Consegna A:
Rispondi a queste domande sul brano relativo al Rototom Sunsplash:
(i) In quale località spagnola si sposta il festival?
(ii) Chi presiede l'Associazione Rototom?
(iii) Chi firma per l'Ufficio Stampa della Cooperativa sociale Itaca?
Consegna B: Riproduci fedelmente il tratto del brano sul Rototom Sunsplash che va da "Fabio Della Pietra" giù fino a "così è stato.".

Brano fornito:
·····

Sunsplash in Spagna - Filippo Giunta: “Un altro mondo è possibile. Questo non mi piace” (265)



Rototom Sunsplash via dal Friuli emigra a Benicassim in Spagna

Un altro mondo è possibile. Questo non mi piace

Filippo Giunta: “La mia coscienza mi impone di provare a costruire un’alternativa"

 

 

Pordenone

 

“Era nell’aria da qualche anno. Da quando il centrodestra di Renzo Tondo, ma soprattutto di Luca Ciriani, aveva vinto le elezioni regionali del Friuli Venezia Giulia. L’aveva promesso in campagna elettorale, l’attuale assessore al turismo e alle attività produttive: in caso di vittoria il Rototom Sunsplash se la sarebbe vista brutta. E così è stato”. Con queste parole il presidente dell’Associazione Rototom, Filippo Giunta, aveva introdotto l’editoriale pubblicato sul numero di gennaio del mensile d’informazione “La Gazzetta” della Cooperativa sociale Itaca di Pordenone (pubblicato anche su www.itaca.coopsoc.it). Di ieri la notizia ufficiale, nell’aria da mesi, resa nota in poche righe dall’organizzazione: il Rototom Sunsplash lascia la sede di Osoppo dopo 10 anni in Friuli e 16 in Italia e trasloca in Spagna a Benicassim, località fra Valencia e Barcellona, dove si terrà dal 21 al 28 agosto prossimi. A seguire riportiamo il citato articolo di Filippo Giunta in versione integrale e ringraziamo il Presidente dell’Associazione Rototom per la sua disponibilità, con l’augurio di ritrovarci presto in Friuli Venezia Giulia.

 

Fabio Della Pietra – Ufficio Stampa – Cooperativa sociale Itaca - Prot.265 - www.itaca.coopsoc.it

 

 

Un altro mondo è possibile. Questo non mi piace

La mia coscienza mi impone di provare a costruire un’alternativa

 

Era nell’aria da qualche anno. Da quando il centrodestra di Renzo Tondo, ma soprattutto di Luca Ciriani, aveva vinto le elezioni regionali del Friuli Venezia Giulia. L’aveva promesso in campagna elettorale, l’attuale assessore al turismo e alle attività produttive: in caso di vittoria il Rototom Sunsplash se la sarebbe vista brutta. E così è stato.

·····

Materiale fornito:

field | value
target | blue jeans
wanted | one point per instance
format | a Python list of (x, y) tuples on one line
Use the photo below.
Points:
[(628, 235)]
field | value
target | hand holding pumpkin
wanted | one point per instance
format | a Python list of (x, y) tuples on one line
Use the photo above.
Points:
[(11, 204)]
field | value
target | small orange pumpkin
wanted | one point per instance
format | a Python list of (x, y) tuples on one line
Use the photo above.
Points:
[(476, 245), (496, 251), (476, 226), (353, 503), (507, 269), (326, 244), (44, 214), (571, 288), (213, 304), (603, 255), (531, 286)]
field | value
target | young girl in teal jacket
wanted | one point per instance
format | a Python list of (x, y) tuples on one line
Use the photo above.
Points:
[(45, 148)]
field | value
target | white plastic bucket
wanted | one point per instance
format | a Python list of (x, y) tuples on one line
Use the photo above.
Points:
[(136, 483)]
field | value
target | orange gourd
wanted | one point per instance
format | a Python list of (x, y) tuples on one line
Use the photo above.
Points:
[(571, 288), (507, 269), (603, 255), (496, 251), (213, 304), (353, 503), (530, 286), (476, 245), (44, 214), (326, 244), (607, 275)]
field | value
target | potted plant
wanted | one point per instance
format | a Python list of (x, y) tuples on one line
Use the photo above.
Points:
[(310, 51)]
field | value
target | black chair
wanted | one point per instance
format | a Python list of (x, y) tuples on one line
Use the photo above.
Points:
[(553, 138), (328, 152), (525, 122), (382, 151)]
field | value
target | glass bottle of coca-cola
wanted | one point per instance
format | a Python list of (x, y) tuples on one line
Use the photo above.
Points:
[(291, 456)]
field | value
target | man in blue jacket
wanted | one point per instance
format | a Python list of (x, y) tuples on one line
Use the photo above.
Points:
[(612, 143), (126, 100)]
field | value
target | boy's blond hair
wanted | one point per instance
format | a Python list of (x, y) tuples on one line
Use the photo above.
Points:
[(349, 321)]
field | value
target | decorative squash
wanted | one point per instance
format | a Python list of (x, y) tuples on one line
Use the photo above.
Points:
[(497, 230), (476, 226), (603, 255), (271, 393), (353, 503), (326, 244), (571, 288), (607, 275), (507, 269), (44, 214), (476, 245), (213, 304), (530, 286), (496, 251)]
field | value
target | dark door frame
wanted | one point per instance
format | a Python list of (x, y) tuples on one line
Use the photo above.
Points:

·····

Risposta completa A:
(i) A Benicassim, fra Valencia e Barcellona.
(ii) Filippo Giunta.
(iii) Fabio Della Pietra.

Risposta completa B:
Fabio Della Pietra – Ufficio Stampa – Cooperativa sociale Itaca - Prot.265 - www.itaca.coopsoc.it

 

 

Un altro mondo è possibile. Questo non mi piace

La mia coscienza mi impone di provare a costruire un’alternativa

 

Era nell’aria da qualche anno. Da quando il centrodestra di Renzo Tondo, ma soprattutto di Luca Ciriani, aveva vinto le elezioni regionali del Friuli Venezia Giulia. L’aveva promesso in campagna elettorale, l’attuale assessore al turismo e alle attività produttive: in caso di vittoria il Rototom Sunsplash se la sarebbe vista brutta. E così è stato.